| Data for this exercise |
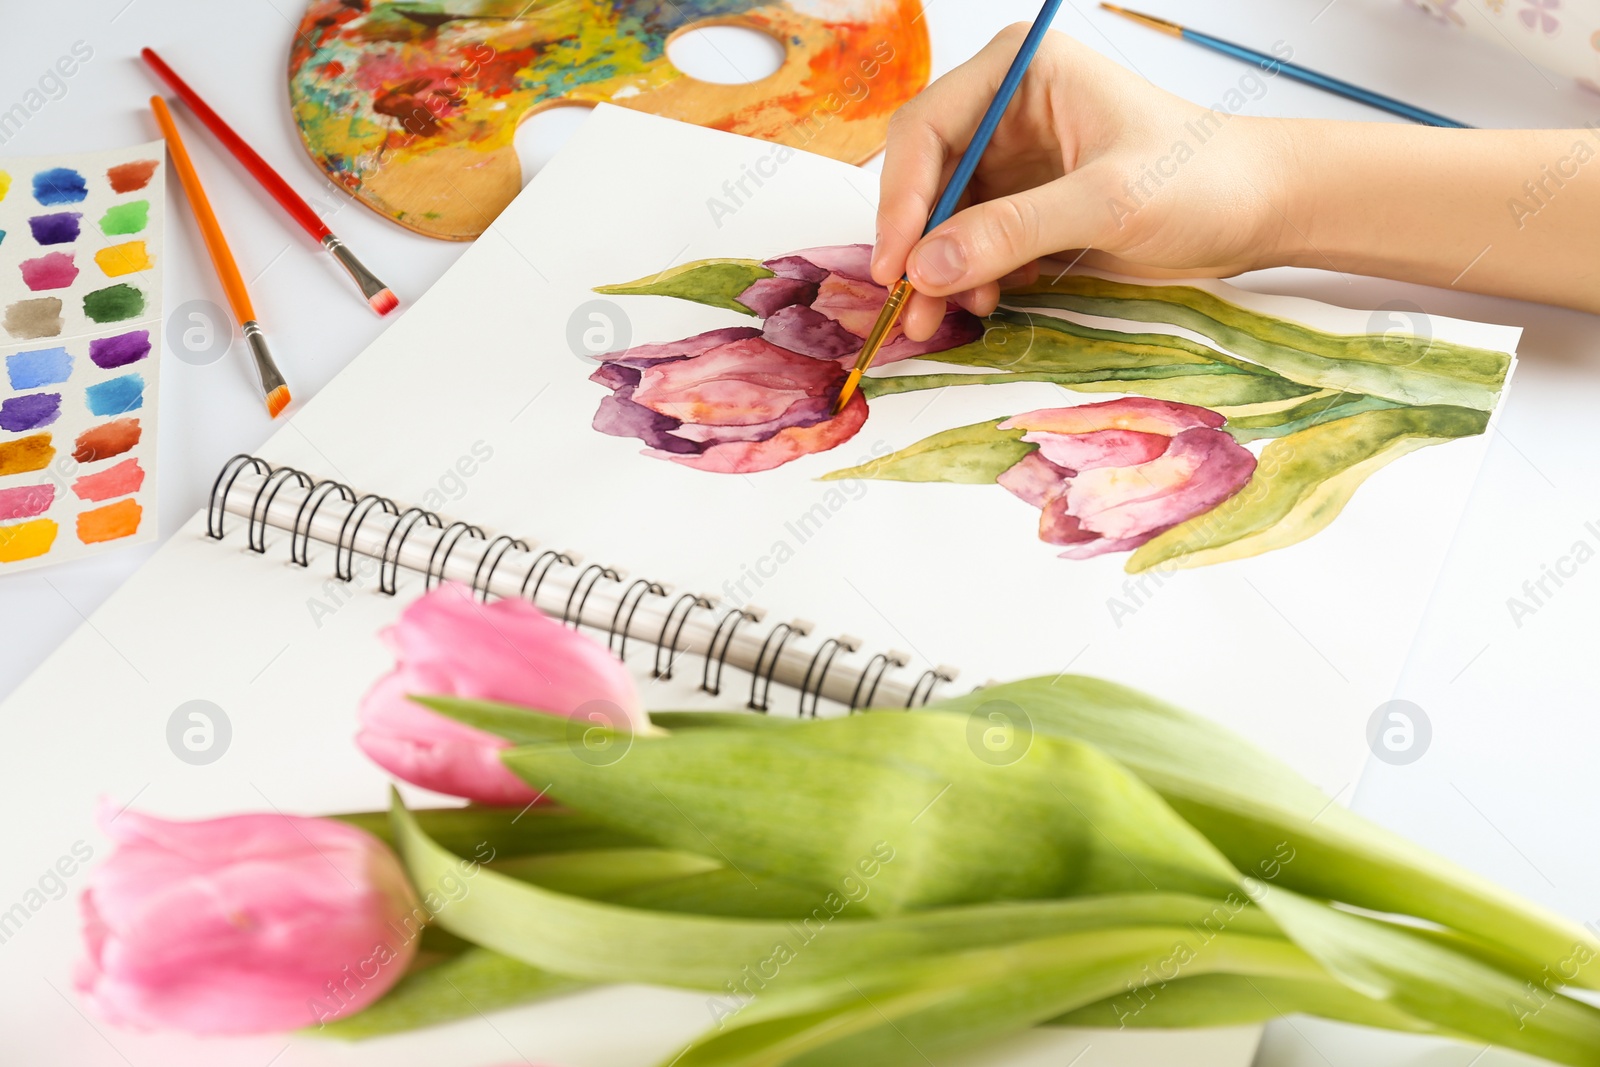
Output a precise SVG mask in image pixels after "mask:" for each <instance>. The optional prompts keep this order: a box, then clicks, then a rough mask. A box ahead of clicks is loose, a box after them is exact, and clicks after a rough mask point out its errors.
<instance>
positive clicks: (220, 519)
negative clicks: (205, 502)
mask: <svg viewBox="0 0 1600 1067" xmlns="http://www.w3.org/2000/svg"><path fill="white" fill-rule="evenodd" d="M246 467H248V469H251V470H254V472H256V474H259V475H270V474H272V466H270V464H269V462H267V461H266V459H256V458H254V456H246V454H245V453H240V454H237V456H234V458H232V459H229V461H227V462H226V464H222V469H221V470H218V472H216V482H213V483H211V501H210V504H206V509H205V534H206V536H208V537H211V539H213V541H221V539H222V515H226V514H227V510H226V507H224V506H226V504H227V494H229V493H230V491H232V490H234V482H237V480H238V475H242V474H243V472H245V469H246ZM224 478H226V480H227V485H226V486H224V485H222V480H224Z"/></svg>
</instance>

| Problem details |
Write out every line of the records above word for word, omitting the pictures.

| Solved problem |
Output a precise SVG mask in image pixels after "mask:" for each <instance>. The optional prompts keep this order: a box, then clicks, then a rough mask. A box ahead of clicks is loose, a box after them is exact, and clicks after a rough mask point out its errors.
<instance>
positive clicks: (220, 519)
negative clicks: (205, 502)
mask: <svg viewBox="0 0 1600 1067" xmlns="http://www.w3.org/2000/svg"><path fill="white" fill-rule="evenodd" d="M246 467H248V469H251V470H254V472H256V474H259V475H270V474H272V466H270V464H269V462H267V461H266V459H256V458H254V456H246V454H245V453H240V454H237V456H234V458H232V459H229V461H227V462H226V464H222V469H221V470H218V472H216V482H213V483H211V501H210V504H206V509H205V534H206V536H208V537H211V539H213V541H221V539H222V515H226V514H227V510H226V507H224V506H226V504H227V494H229V493H230V491H232V490H234V482H237V480H238V475H242V474H243V472H245V469H246ZM224 478H226V480H227V485H226V486H224V485H222V480H224Z"/></svg>
</instance>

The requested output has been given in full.